■ **WHAT YOU HAVE TO DO**:
Locate each line in the records below that contains the string "black", and copy those lines out in full.

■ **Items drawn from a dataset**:
>> START

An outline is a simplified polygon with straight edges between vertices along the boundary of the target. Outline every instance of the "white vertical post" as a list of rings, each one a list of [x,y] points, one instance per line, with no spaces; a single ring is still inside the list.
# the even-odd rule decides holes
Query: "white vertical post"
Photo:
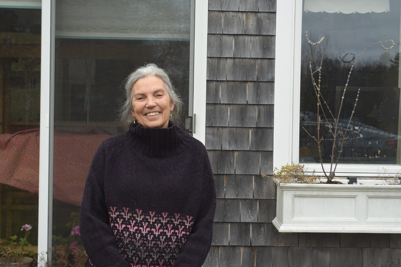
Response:
[[[205,144],[206,128],[206,68],[208,1],[195,2],[193,55],[193,137]]]
[[[38,266],[46,265],[51,259],[51,246],[52,177],[53,155],[53,116],[51,110],[52,1],[42,2],[41,54],[40,143],[39,153],[39,203],[38,233]]]

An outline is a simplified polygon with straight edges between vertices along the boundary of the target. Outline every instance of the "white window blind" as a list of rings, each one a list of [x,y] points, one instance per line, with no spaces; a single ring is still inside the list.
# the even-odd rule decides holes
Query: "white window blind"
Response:
[[[367,13],[388,12],[389,0],[305,0],[305,12],[328,13]]]
[[[41,6],[41,0],[0,0],[0,8],[35,8]]]

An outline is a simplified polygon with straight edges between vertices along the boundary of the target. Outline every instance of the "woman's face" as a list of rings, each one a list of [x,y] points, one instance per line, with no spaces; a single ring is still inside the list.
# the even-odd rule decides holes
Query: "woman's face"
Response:
[[[142,78],[132,87],[133,114],[145,128],[167,128],[174,109],[163,80],[157,76]]]

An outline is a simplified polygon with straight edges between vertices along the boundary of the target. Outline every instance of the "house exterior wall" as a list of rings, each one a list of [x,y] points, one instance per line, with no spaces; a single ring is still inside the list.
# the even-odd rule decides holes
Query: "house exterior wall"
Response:
[[[280,233],[272,224],[275,0],[209,0],[206,146],[216,179],[204,266],[401,266],[401,234]]]

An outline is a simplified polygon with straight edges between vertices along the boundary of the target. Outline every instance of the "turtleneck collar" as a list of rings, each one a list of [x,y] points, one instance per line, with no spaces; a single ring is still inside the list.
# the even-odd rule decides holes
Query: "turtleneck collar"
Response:
[[[182,143],[178,127],[169,121],[168,127],[145,128],[132,123],[129,132],[134,136],[134,149],[146,156],[162,157],[174,152]]]

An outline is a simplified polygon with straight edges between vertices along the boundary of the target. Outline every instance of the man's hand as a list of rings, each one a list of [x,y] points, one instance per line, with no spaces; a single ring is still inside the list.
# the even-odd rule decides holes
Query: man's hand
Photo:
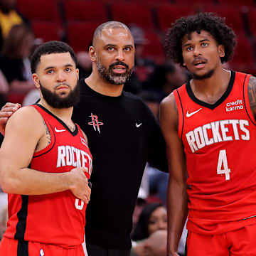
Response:
[[[76,198],[81,199],[85,203],[88,203],[91,189],[88,186],[88,179],[85,174],[85,167],[77,167],[70,171],[73,184],[70,191]]]
[[[4,135],[5,127],[8,119],[20,107],[21,105],[19,103],[7,102],[2,107],[0,111],[0,132]]]

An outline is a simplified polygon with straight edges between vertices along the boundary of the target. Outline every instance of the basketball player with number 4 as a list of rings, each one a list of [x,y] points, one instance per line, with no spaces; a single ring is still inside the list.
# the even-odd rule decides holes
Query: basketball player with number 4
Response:
[[[256,255],[256,79],[223,68],[235,44],[214,14],[181,18],[167,33],[167,53],[193,78],[161,104],[168,256],[178,255],[188,213],[188,256]]]

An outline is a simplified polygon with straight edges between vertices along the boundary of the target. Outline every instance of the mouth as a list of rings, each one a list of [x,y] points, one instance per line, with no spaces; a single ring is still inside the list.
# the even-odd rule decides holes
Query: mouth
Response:
[[[206,63],[207,63],[207,61],[203,59],[194,60],[192,63],[192,65],[194,67],[196,67],[196,68],[201,69],[201,68],[203,68],[206,65]]]
[[[126,67],[124,67],[122,65],[114,65],[112,68],[112,70],[114,73],[118,73],[118,74],[122,74],[122,73],[126,73],[126,71],[127,71]]]
[[[65,90],[65,89],[68,89],[68,86],[61,85],[57,86],[55,89],[56,89],[56,90]]]

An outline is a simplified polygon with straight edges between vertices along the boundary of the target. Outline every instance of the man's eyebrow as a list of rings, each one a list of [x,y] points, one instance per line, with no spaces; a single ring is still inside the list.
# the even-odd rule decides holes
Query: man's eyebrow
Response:
[[[204,41],[210,42],[210,40],[207,39],[207,38],[204,38],[204,39],[200,40],[199,43],[203,43],[203,42],[204,42]],[[183,47],[188,46],[190,46],[191,44],[191,43],[188,43],[184,44],[183,46]]]
[[[114,43],[108,43],[105,47],[110,47],[110,46],[117,46],[114,44]],[[124,46],[124,47],[132,47],[132,48],[133,48],[134,46],[132,44],[129,44],[129,45]]]
[[[65,65],[63,65],[63,67],[72,67],[72,66],[74,66],[74,64],[68,63],[68,64],[65,64]],[[54,66],[47,66],[43,70],[47,70],[48,69],[52,69],[52,68],[55,68],[55,67],[54,67]]]

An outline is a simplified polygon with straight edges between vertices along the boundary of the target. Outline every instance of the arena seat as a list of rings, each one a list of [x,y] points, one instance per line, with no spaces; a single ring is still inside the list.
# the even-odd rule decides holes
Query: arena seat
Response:
[[[222,6],[255,6],[255,2],[254,0],[218,0],[219,4]]]
[[[63,29],[58,24],[45,21],[32,21],[31,26],[35,37],[42,38],[44,42],[61,40]]]
[[[215,12],[221,17],[225,18],[227,25],[230,26],[238,36],[245,35],[245,26],[242,18],[240,6],[223,6],[213,5],[205,9],[206,11]]]
[[[162,4],[156,9],[159,28],[163,32],[166,32],[175,20],[194,13],[195,11],[191,6],[178,4]]]
[[[17,9],[30,21],[54,21],[60,23],[58,6],[52,0],[17,0]]]
[[[144,46],[143,57],[152,59],[156,63],[162,63],[164,57],[159,35],[153,31],[145,31],[144,37],[147,43]]]
[[[136,24],[144,29],[154,28],[151,9],[140,3],[123,2],[111,5],[112,18],[127,26]]]
[[[256,36],[256,8],[250,8],[248,11],[248,23],[250,30],[254,36]]]
[[[233,59],[230,62],[231,68],[241,72],[255,70],[255,63],[252,46],[245,36],[238,38],[238,46]]]
[[[98,1],[65,0],[64,11],[67,21],[102,23],[107,19],[105,5]]]
[[[67,25],[67,43],[75,52],[88,50],[93,33],[101,22],[70,21]]]

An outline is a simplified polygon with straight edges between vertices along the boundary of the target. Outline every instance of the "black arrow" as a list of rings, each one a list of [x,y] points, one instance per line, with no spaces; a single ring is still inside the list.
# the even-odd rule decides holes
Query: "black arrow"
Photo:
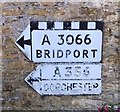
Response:
[[[33,82],[40,82],[42,81],[42,79],[40,77],[36,77],[36,78],[32,78],[31,76],[29,77],[29,79],[27,79],[27,81],[33,85]]]
[[[17,43],[24,49],[24,45],[31,45],[31,40],[24,40],[24,36],[22,36],[18,41]]]

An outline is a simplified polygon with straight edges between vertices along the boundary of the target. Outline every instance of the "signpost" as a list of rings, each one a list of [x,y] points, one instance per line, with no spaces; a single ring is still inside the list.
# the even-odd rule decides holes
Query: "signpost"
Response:
[[[103,22],[31,22],[16,45],[41,63],[25,81],[41,95],[101,93]]]
[[[100,94],[101,64],[40,64],[25,81],[41,95]]]

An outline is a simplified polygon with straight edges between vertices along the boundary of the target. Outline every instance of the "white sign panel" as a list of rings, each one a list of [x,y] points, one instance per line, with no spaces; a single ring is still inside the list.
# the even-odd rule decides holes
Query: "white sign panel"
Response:
[[[33,62],[100,62],[102,22],[31,22],[16,45]]]
[[[16,45],[41,63],[25,81],[40,95],[101,93],[103,22],[32,21]]]
[[[101,93],[101,64],[38,65],[25,81],[41,95]]]

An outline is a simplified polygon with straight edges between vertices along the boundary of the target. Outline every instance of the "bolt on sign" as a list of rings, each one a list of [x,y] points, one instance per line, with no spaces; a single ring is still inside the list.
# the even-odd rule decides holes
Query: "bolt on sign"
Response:
[[[40,95],[101,93],[103,22],[32,21],[16,45],[37,66],[25,81]]]

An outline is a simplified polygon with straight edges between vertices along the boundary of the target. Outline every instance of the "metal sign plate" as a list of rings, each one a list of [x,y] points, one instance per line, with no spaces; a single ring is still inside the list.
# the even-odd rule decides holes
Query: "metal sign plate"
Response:
[[[42,64],[25,81],[40,95],[101,93],[101,64]]]
[[[103,23],[31,22],[16,45],[33,62],[100,62]]]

>> END

■ **OUTPUT OF THE EXERCISE**:
An outline is a simplified polygon with straight edges between vertices along the boundary of the target. Outline every instance of the "black arrow" as a list of rings, each one a list of [x,y] points, one instance per line, with no spaces; a single ring is still inside the list.
Query: "black arrow"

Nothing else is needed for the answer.